> Passage shown
————————
Upset by the "horrific breasts" a plastic surgeon had allegedly given her, a woman took to Yelp. Now she and other dissatisfied customers are facing a defamation lawsuit.
According to ABC, former patients of Dr. Jay Pensler wrote criticisms on Yelp and Citysearch like, "MY BREASTS LOOK LIKE SOMETHING OUT OF FREDDY CRUGER'S MOVIE!!!!!!!" and "I had surgery done by him and my breasts are ugly and uneven. I will need additional surgery to fix them." Another poster said Pensler had given her "Frankenstein breasts." Pensler's lawyer subpoenaed records from the website and traced some of the comments back to three women: Elaina Bender, Lisa Cuevas, and an unnamed plaintiff. Pensler's lawyer says, "It's one thing for people to express their opinions in a responsible way and they're entitled to be critical if they choose to be critical. But people are not permitted to make up stories or make up false statements that attack people and are defamatory."
It's not clear where the line between responsible criticism and defamation lies, though. Expressions of opinion are sometimes protected from defamation lawsuits, but law professor Danielle Citron explains to ABC that "while it's disputed that calling someone is 'dangerous' is fact or opinion, it could be argued that 'dangerous' is also defamatory." One watertight defense against defamation is to prove your statements are actually true, and that seems to be the tack at least one of Pensler's disgruntled patients is taking. Says Carol Oshana, Elaina Bender's lawyer, "She was humiliated by the results of her breasts. Her breasts are just horrific."
Whether or not Pensler's suit requires a court to evaluate the "horrificness" of a plaintiff's breasts, the case has disturbing implications for all users of services like Yelp and Citysearch. It's not the first time Yelp has been involved in a defamation lawsuit — last year, CNET reported that chiropractor Steven Biegel sued Christopher Norberg for posting a negative about him. The case ended up settling, and after the settlement, Norberg replaced his earlier Yelp review with this somewhat creepy statement:
A misunderstanding between both parties led us to act out of hand. I chose to ignore Dr. Biegel's initial request to discuss my posting. In hindsight, I should have remained open to his concerns. Both Dr. Biegel and I strongly believe in a person's right to express their opinions in a public forum. We both encourage the Internet community to act responsibly.
————————
[Collected data]
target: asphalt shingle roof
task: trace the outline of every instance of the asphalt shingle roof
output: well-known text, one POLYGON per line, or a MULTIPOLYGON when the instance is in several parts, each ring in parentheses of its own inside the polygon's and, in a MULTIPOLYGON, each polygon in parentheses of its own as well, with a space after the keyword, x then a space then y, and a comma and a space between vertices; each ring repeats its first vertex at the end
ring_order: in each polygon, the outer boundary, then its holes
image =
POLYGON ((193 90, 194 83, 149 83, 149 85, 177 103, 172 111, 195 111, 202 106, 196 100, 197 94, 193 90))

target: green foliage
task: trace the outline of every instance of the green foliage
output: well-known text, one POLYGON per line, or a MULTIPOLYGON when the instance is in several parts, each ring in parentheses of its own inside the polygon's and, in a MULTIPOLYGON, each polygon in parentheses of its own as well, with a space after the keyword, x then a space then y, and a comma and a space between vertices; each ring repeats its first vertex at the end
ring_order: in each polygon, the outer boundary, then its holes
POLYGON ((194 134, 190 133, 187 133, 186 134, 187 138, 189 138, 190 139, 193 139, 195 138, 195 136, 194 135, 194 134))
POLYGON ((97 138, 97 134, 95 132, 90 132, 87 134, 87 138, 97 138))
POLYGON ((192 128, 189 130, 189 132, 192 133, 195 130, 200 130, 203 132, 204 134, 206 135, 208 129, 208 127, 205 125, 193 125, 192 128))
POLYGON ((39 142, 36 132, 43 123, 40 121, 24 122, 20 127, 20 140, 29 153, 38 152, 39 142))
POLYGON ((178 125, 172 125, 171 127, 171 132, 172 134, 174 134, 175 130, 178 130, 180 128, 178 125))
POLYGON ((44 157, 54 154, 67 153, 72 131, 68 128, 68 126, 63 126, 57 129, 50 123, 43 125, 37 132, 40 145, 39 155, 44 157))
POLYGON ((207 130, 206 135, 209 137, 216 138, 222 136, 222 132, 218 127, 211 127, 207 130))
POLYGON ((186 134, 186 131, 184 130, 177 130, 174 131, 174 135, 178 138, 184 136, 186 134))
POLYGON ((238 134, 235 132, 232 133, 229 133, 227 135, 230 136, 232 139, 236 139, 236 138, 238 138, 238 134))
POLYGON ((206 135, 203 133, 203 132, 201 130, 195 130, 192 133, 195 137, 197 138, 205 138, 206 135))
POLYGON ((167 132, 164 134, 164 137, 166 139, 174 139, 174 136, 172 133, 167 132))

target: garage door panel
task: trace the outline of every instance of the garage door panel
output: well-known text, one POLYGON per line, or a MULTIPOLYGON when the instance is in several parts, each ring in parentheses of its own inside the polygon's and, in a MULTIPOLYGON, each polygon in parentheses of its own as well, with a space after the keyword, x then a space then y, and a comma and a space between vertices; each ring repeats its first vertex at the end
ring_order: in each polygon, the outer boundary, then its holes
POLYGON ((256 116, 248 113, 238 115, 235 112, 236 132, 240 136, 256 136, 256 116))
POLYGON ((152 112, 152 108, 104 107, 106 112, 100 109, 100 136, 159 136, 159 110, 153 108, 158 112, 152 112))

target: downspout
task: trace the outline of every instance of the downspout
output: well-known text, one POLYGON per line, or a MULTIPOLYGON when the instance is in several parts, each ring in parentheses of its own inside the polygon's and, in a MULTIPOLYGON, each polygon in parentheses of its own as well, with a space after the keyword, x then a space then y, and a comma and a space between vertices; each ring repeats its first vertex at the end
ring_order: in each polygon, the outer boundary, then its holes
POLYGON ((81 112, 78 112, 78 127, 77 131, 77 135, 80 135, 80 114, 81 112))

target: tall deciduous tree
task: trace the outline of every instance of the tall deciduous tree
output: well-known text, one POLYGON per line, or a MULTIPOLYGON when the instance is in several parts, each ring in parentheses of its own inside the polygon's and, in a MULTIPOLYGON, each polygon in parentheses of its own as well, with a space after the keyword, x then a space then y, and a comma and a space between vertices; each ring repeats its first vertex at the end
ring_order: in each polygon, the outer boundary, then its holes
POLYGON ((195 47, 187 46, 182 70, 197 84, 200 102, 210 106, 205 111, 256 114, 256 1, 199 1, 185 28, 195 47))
————————
> What is required
Can you carry on the article about the plastic surgeon's defamation suit over Yelp reviews, picking up after its final sentence?

> Output of the task
Describing the Pensler case, Citron points out that, "potentially, the people writing are trying to protect other women but, at the same time, there are huge stakes for folks whose professions are about trust and professionalism and expertise." Indeed, Yelp is a double-edged sword — it makes sense that businesses would want to protect themselves from online lies about them, but at the same time, the idea that you can be sued just for posting a negative review on a website is a little chilling. If they go unchecked, defamation lawsuits like Pensler's could make Yelp users afraid to post negative reviews at all. However, there may be some natural checks already in place against such suits. Aaron Larson of ExpertLaw points out,
The publicity that results from a defamation lawsuit can create a greater audience for the false statements than they previously enjoyed. For example, if a newspaper or news show picks up the story of the lawsuit, false accusations that were previously known to only a small number of people may suddenly become known to the entire community, nation, or even to the world. As the media is much more apt to cover a lawsuit than to cover its ultimate resolution, the net effect may be that large numbers of people hear the false allegations, but never learn how the litigation was resolved.
Before the lawsuit, only people who visited Pensler's Yelp page knew someone had accused him of giving a patient "Frankenstein breasts." Now ABC's national audience may associate him with that none-too-flattering term — and they may not hear about it if he wins his suit. Presumably Pensler has decided that it's worth it — but just as his case may give Yelpers pause, it might also cause other angry business owners to think before they sue.